TASK DETAILS -
In the report below on the AVMA's meeting with FTC staff, list every kind of party the FTC has been contacting.

═══ SOURCE TEXT

In early February, the AVMA met with staff at the Federal Trade Commission's (FTC) Office of Policy Planning to discuss veterinary prescription writing and how H.R. 1406, the Fairness to Pet Owners Act, would impact the profession. The FTC is the executive agency tasked with enforcing provisions in H.R. 1406 should it become law.
The FTC staff was very interested in the practice of veterinary medicine and the logistics of dispensing and prescribing medications for our patients. They were interested in whether there is a typical veterinary pharmacy operation in each veterinary clinic, what percentage of a veterinarian's business is comprised of pharmacy sales, how a veterinary clinic's prescription product pricing compares to non-veterinary retailers, and how pet medications are regulated to ensure quality and safety.
FTC staff was also interested in learning about when pet owners might request a prescription for a medication and how many complaints pet owners have filed when their veterinarian did not provide a written prescription. The standards of a Veterinarian-Client-Patient-Relationship (VCPR) and how it is interpreted in each of the states, extra-label drug use, and the impact of the current economic recession on veterinarians and their practices were all discussed.
AVMA staff expressed concerns that the lack of veterinary pharmacology training amongst pharmacists would impact animal health animal health should a pharmacist give incorrect information or change a prescription based on their knowledge of human medicine. Unscrupulous online pharmacies and unaccredited or unlicensed online pharmacies, and how they could negatively affect animal health and welfare should the prescription be filled improperly or with an unsafe or ineffective product were also discussed.
FTC staff was very interested to hear about the potential logistical and financial burdens placed on veterinarians should this legislation pass. AVMA explained the administrative issues and time it takes to provide a prescription, especially when it is not part of the office visit. In addition, verifying prescriptions and answering any follow-up questions from non-veterinary pharmacies, it was explained, puts an unfair burden on veterinarians who are small business owners.
FTC has been in the process of contacting individual veterinarians, state veterinary medical associations, state veterinary medical boards, drug manufacturers and pharmacy associations. The AVMA appreciates the participation of the veterinary community. While the FTC has not disclosed their next steps, the AVMA will remain engaged and keep our membership informed.

══════
═══ SUPPLIED DATA

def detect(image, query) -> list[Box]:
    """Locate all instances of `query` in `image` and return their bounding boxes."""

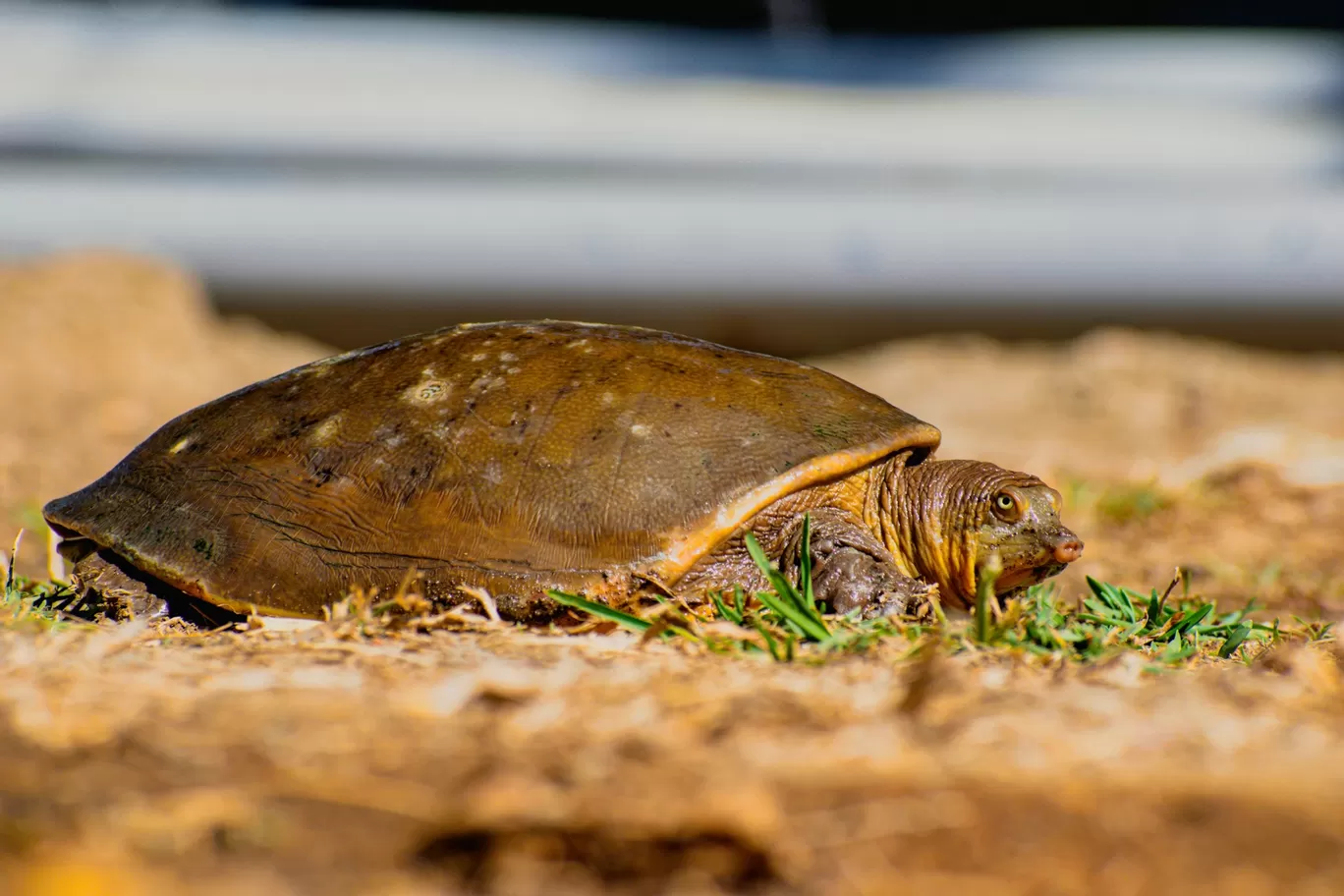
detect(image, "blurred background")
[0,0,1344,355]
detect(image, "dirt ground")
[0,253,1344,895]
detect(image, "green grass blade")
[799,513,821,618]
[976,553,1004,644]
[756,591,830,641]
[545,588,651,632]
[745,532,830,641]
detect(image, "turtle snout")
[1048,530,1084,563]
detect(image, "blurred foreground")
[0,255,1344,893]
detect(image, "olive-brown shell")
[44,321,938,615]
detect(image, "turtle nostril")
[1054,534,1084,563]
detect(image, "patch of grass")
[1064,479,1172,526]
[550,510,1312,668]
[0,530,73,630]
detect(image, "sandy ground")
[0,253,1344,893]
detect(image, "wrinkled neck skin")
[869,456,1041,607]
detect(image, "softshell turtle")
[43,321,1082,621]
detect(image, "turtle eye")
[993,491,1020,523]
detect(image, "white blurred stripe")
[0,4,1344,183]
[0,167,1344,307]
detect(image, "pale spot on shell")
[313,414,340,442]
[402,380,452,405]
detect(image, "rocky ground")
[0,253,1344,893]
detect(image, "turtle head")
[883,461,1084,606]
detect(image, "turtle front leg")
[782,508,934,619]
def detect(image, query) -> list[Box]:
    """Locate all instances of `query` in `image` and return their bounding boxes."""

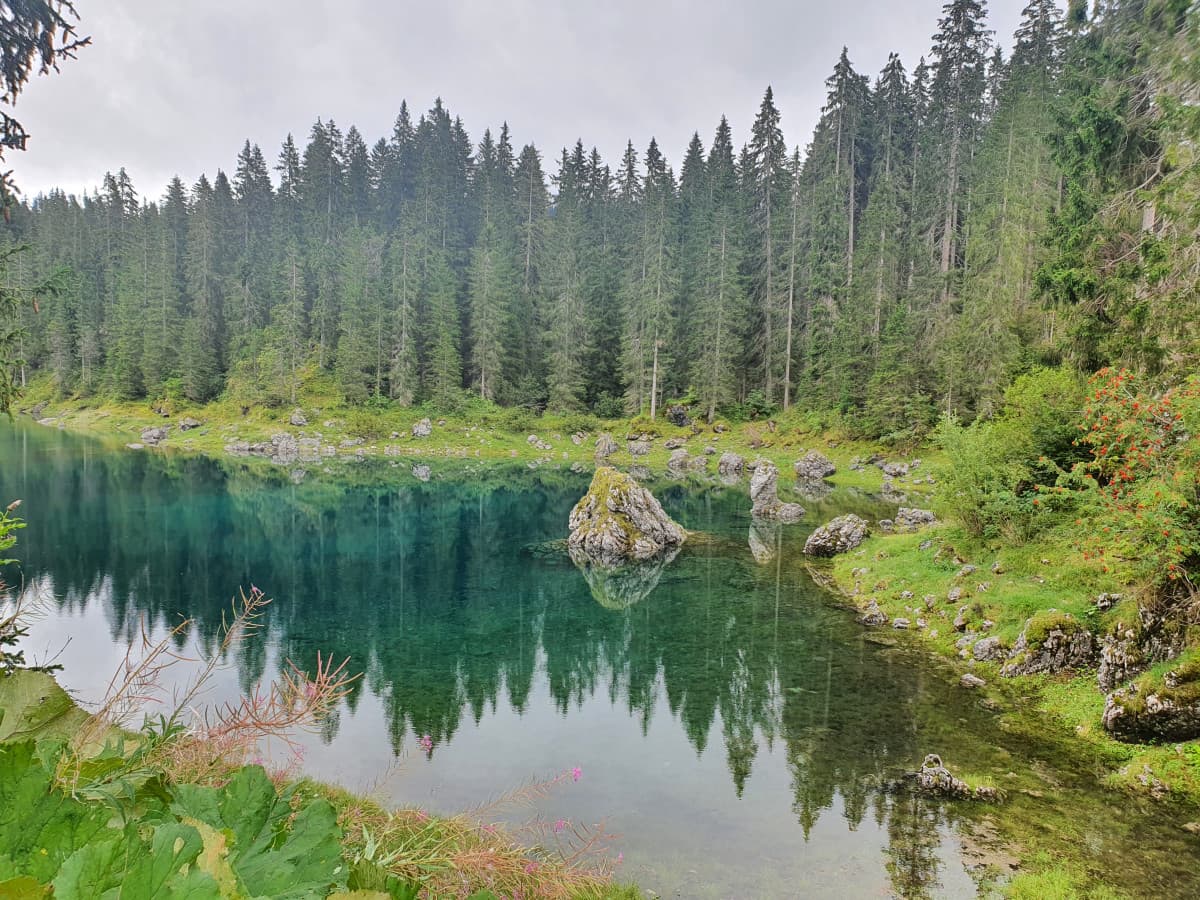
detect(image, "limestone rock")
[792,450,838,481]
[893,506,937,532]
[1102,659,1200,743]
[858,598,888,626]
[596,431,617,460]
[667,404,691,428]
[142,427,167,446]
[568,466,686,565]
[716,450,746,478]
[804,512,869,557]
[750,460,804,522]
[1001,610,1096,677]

══════
═══ SUPPLIED DATA

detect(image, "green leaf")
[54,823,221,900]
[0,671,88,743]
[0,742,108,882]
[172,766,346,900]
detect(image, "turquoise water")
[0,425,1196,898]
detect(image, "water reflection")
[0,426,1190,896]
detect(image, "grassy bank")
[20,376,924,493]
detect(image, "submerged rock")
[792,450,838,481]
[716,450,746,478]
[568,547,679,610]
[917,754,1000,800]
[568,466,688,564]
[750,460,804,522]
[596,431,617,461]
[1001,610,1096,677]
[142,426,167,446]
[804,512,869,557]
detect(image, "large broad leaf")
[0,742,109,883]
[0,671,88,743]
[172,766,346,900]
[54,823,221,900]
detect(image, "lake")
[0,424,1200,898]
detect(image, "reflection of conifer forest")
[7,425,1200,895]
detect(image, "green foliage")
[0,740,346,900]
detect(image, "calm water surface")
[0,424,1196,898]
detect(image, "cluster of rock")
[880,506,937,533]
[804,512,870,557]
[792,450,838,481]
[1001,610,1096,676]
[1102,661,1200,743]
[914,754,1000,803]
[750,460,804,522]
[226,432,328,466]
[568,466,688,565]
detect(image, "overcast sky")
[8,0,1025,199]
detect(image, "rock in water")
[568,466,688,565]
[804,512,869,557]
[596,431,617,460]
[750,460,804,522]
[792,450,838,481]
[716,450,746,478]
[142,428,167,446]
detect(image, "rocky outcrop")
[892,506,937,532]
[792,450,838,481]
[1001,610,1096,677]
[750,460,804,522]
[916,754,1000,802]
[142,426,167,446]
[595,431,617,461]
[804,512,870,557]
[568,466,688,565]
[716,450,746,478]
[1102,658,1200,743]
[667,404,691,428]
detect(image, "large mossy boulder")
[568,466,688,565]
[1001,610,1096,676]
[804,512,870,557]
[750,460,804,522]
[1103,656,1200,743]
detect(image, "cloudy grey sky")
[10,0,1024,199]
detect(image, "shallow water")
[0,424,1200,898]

══════

EXPECTED ANSWER -
- Individual veterinarians
- State veterinary medical associations
- State veterinary medical boards
- Drug manufacturers
- Pharmacy associations